RECORDS FOR THIS TASK —
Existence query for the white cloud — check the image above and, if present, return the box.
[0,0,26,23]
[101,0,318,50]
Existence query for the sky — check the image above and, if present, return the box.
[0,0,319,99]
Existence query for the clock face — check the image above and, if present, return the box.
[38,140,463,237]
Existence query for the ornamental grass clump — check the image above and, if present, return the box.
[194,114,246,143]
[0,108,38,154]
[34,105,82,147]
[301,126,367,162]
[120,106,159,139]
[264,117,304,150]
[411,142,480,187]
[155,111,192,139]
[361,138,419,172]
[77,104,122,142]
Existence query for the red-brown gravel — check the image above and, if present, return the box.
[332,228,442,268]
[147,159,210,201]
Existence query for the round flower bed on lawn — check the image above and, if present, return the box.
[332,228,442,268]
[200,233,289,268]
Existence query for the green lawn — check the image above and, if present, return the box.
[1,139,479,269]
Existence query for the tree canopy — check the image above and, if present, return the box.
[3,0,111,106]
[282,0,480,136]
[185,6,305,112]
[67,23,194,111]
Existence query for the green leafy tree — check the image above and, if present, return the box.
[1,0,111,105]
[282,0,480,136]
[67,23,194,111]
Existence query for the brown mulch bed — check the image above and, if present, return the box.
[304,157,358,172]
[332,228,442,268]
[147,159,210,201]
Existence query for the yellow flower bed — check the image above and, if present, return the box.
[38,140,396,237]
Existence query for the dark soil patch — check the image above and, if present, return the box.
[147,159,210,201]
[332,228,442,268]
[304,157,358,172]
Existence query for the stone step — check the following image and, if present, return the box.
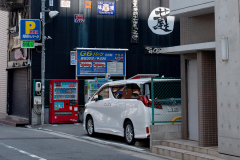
[151,145,224,160]
[0,118,28,127]
[6,115,29,123]
[161,140,219,157]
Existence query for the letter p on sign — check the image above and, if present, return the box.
[20,19,41,40]
[26,21,35,34]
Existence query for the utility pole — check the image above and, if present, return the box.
[41,0,46,125]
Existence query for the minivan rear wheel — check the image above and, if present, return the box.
[86,116,95,136]
[124,121,135,145]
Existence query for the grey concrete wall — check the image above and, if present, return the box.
[31,110,41,125]
[215,0,240,158]
[150,124,181,146]
[32,108,49,125]
[220,154,240,160]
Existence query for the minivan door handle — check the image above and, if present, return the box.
[108,103,111,106]
[104,103,107,106]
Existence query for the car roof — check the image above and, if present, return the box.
[101,78,180,87]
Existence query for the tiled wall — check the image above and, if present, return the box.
[197,51,217,147]
[181,51,217,147]
[180,13,215,45]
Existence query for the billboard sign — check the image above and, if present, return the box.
[76,49,127,77]
[97,2,115,15]
[20,19,41,40]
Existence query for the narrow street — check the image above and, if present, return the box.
[0,123,168,160]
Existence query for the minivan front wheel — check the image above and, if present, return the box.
[124,121,135,145]
[86,116,95,136]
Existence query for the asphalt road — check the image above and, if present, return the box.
[31,123,150,149]
[0,123,168,160]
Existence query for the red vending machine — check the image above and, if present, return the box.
[49,80,78,123]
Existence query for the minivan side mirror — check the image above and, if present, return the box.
[94,95,99,101]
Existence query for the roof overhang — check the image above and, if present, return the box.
[159,42,215,55]
[170,1,214,17]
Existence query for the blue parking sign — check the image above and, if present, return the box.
[74,14,84,23]
[20,19,41,40]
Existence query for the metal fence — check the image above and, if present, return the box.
[151,77,181,124]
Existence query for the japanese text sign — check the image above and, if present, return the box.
[76,49,126,77]
[20,19,41,40]
[97,2,115,15]
[21,41,35,48]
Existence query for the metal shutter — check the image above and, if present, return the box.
[0,11,8,114]
[11,68,29,118]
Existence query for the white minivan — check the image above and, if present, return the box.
[83,78,181,145]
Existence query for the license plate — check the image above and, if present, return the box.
[168,107,178,112]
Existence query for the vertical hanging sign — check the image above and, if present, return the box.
[131,0,139,43]
[49,0,53,6]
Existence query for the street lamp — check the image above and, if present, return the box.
[41,0,59,125]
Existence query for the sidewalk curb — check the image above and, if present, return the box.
[30,127,178,160]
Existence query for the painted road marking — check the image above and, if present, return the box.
[30,128,145,152]
[0,142,46,160]
[81,136,145,151]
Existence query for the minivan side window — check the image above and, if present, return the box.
[91,87,109,101]
[111,86,126,99]
[98,87,109,100]
[126,83,141,99]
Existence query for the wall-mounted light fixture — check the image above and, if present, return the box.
[221,36,229,61]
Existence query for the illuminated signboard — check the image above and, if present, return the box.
[76,49,127,77]
[21,41,35,48]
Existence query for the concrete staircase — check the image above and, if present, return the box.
[151,139,224,160]
[0,115,28,127]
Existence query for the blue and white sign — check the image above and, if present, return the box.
[74,14,84,23]
[49,0,53,6]
[20,19,41,40]
[70,51,76,65]
[97,2,115,15]
[76,49,126,77]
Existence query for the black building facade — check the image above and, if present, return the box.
[6,0,180,123]
[31,0,180,80]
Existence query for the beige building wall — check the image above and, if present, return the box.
[0,10,8,114]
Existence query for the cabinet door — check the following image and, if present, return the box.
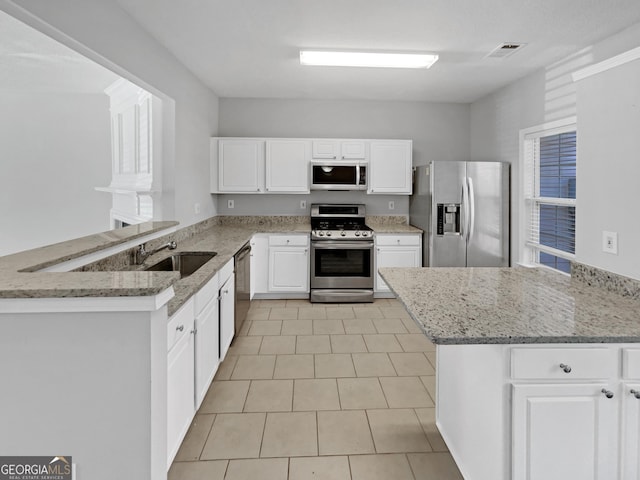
[512,383,618,480]
[251,235,269,295]
[194,297,219,409]
[340,140,366,159]
[219,275,235,361]
[368,140,412,194]
[622,382,640,479]
[312,140,339,159]
[218,139,264,192]
[268,247,309,292]
[375,246,421,292]
[265,140,310,192]
[167,314,195,468]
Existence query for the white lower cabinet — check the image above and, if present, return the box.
[194,275,220,409]
[512,383,618,480]
[252,233,310,298]
[437,343,640,480]
[167,298,195,469]
[167,257,236,469]
[268,235,309,293]
[622,382,640,479]
[374,234,421,294]
[219,271,235,360]
[251,234,269,296]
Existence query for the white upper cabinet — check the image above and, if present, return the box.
[265,140,310,193]
[211,137,412,194]
[311,140,366,160]
[368,140,413,195]
[213,138,265,193]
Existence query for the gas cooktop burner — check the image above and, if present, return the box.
[310,203,373,241]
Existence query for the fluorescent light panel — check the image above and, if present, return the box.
[299,50,438,69]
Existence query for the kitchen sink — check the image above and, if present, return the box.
[144,252,217,278]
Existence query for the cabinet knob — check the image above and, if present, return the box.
[176,325,184,332]
[630,389,640,399]
[601,388,614,399]
[559,363,572,373]
[190,328,196,335]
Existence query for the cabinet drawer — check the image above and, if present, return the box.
[623,348,640,379]
[269,235,309,247]
[218,257,234,284]
[511,347,617,380]
[194,273,219,315]
[375,234,421,246]
[167,299,194,352]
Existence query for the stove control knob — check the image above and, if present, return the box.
[318,231,324,236]
[363,231,369,237]
[340,231,346,237]
[355,231,361,236]
[327,232,332,237]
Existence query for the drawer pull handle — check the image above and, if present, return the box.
[559,363,572,373]
[176,325,184,332]
[630,389,640,399]
[601,388,614,399]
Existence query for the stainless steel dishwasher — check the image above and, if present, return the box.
[234,242,251,336]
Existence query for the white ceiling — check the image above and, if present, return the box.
[115,0,640,103]
[0,11,118,94]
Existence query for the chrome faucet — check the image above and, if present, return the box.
[135,241,177,264]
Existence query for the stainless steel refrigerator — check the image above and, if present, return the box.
[410,161,510,267]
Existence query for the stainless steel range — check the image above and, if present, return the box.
[310,204,374,303]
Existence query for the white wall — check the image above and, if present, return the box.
[574,58,640,278]
[470,22,640,279]
[218,98,470,216]
[0,0,220,231]
[0,92,112,256]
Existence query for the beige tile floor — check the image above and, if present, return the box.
[169,299,464,480]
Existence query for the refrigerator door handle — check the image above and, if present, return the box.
[467,176,475,242]
[460,182,467,239]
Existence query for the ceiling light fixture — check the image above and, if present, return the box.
[299,50,439,69]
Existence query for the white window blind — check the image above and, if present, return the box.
[523,126,576,273]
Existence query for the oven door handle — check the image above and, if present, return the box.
[312,241,374,249]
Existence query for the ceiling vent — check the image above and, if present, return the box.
[487,43,526,59]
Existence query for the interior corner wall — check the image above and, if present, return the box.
[0,92,112,256]
[217,97,470,216]
[0,0,220,231]
[470,22,640,277]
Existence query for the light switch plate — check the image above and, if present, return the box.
[388,201,395,210]
[602,231,618,254]
[227,199,234,209]
[300,200,307,209]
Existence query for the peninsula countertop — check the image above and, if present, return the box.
[379,266,640,345]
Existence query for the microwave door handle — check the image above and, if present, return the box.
[356,164,360,187]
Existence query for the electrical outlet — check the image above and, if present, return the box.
[388,201,395,210]
[227,199,234,209]
[194,203,201,214]
[300,200,307,209]
[602,231,618,254]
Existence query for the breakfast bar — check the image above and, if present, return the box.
[379,266,640,480]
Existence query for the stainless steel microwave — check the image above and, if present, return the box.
[310,161,367,190]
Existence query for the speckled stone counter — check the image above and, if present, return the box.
[378,266,640,344]
[0,217,311,315]
[366,216,423,234]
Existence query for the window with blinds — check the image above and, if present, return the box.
[523,127,576,273]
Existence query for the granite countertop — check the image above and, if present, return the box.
[366,216,422,234]
[0,214,414,316]
[379,266,640,345]
[0,218,311,316]
[0,222,182,299]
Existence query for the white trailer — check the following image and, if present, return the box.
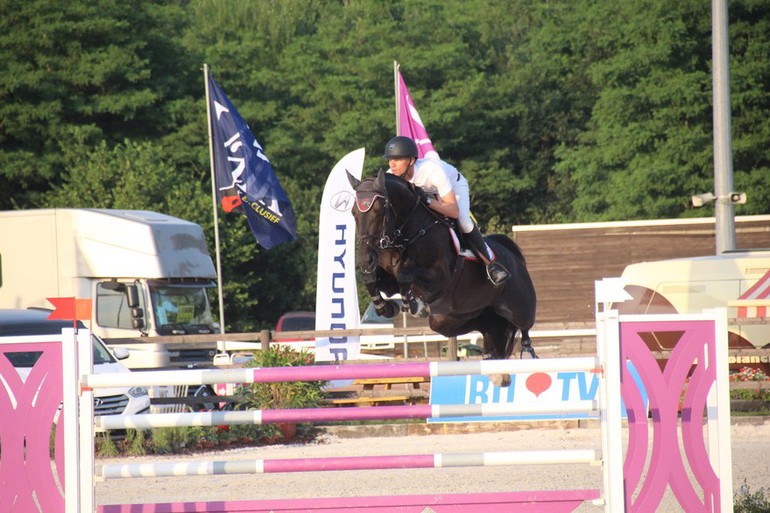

TASK INSTRUCTIONS —
Find the line containing "Existence query for the speckled" in the records above, then copy it and every line after it exactly, through the last one, without any pictures.

RESULT OF THE TASK —
Existence query for the speckled stone counter — check the image above and, if present, return the box.
[378,266,640,344]
[0,217,311,315]
[366,216,423,234]
Existence query for the window with blinds — check the image above and, if present, return the box.
[523,127,576,273]
Existence query for the granite countertop — check the image above and, if present, return the box.
[366,216,422,234]
[0,214,414,316]
[379,266,640,345]
[0,218,311,316]
[0,222,182,299]
Existence query for the white trailer — check the following image and, if present, return the box.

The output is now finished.